Reproduce the listing below verbatim, keeping every line in its original order and spacing.

━━━━━━

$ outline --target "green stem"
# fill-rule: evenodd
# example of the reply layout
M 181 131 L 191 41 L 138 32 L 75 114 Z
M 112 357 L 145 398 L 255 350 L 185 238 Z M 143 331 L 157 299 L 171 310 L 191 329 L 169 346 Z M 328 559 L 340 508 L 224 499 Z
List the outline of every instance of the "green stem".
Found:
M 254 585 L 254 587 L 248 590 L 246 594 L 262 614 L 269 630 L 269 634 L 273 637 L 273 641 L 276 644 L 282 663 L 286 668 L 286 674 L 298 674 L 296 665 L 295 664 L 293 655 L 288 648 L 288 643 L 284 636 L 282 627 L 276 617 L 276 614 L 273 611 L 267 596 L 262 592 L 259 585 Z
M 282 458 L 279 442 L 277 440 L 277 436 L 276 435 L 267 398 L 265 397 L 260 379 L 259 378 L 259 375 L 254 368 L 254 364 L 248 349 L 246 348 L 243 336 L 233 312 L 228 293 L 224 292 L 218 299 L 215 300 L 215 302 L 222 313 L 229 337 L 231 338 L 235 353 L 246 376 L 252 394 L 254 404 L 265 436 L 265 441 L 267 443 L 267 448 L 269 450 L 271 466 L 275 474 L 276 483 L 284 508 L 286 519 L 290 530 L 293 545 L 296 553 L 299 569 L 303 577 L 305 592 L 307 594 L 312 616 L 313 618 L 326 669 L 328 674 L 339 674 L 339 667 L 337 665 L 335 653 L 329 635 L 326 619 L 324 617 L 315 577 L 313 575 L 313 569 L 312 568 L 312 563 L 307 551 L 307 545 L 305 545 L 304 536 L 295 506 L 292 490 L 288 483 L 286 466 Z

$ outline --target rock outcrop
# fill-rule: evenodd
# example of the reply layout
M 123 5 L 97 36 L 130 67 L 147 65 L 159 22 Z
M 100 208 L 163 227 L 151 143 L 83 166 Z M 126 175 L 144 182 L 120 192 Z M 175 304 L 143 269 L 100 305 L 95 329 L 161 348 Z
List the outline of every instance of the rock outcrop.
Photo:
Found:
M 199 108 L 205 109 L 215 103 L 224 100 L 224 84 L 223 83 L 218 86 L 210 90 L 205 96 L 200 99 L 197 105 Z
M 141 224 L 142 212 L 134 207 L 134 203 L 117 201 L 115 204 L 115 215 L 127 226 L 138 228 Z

━━━━━━

- _Answer_
$ outline --target "green stem"
# fill-rule: evenodd
# example of the reply layout
M 181 131 L 191 41 L 138 32 L 75 114 Z
M 112 357 L 145 398 L 255 350 L 185 238 Z M 143 331 L 157 299 L 171 310 L 191 329 L 169 346 Z M 328 559 L 340 508 L 224 499 Z
List the outline of every instance of the "green stem".
Found:
M 254 585 L 254 587 L 248 590 L 246 594 L 262 614 L 269 630 L 269 634 L 273 637 L 273 641 L 276 644 L 282 663 L 286 668 L 286 674 L 298 674 L 296 665 L 295 664 L 293 655 L 288 648 L 288 643 L 284 636 L 282 627 L 276 617 L 276 614 L 273 611 L 267 596 L 262 592 L 259 585 Z
M 282 458 L 279 442 L 277 440 L 277 436 L 276 435 L 267 398 L 265 397 L 260 379 L 259 378 L 259 375 L 254 368 L 254 364 L 248 349 L 246 348 L 243 336 L 233 312 L 228 293 L 224 292 L 218 299 L 215 300 L 215 302 L 222 313 L 229 337 L 231 338 L 235 353 L 246 376 L 252 394 L 254 404 L 265 436 L 265 441 L 267 443 L 267 448 L 269 450 L 271 466 L 275 474 L 276 483 L 284 508 L 286 519 L 290 530 L 293 545 L 296 553 L 299 569 L 303 577 L 305 592 L 307 594 L 312 616 L 313 618 L 326 669 L 328 674 L 339 674 L 339 667 L 337 665 L 335 653 L 329 635 L 326 619 L 324 617 L 315 577 L 313 575 L 313 569 L 312 568 L 312 563 L 307 551 L 307 545 L 305 545 L 304 536 L 295 506 L 292 490 L 288 483 L 286 466 Z

$ outline --target rock outcrop
# fill-rule: evenodd
# example of the reply layout
M 123 5 L 97 36 L 130 67 L 147 65 L 159 22 Z
M 100 208 L 163 227 L 151 143 L 83 166 Z M 126 175 L 144 182 L 120 192 Z M 175 304 L 143 269 L 100 305 L 95 329 L 161 348 Z
List the outline of every instance of the rock outcrop.
Photo:
Found:
M 199 108 L 205 109 L 215 103 L 224 100 L 224 84 L 223 83 L 218 86 L 210 90 L 205 96 L 200 99 L 197 105 Z
M 141 224 L 142 212 L 134 207 L 134 203 L 117 201 L 115 204 L 115 215 L 127 226 L 138 228 Z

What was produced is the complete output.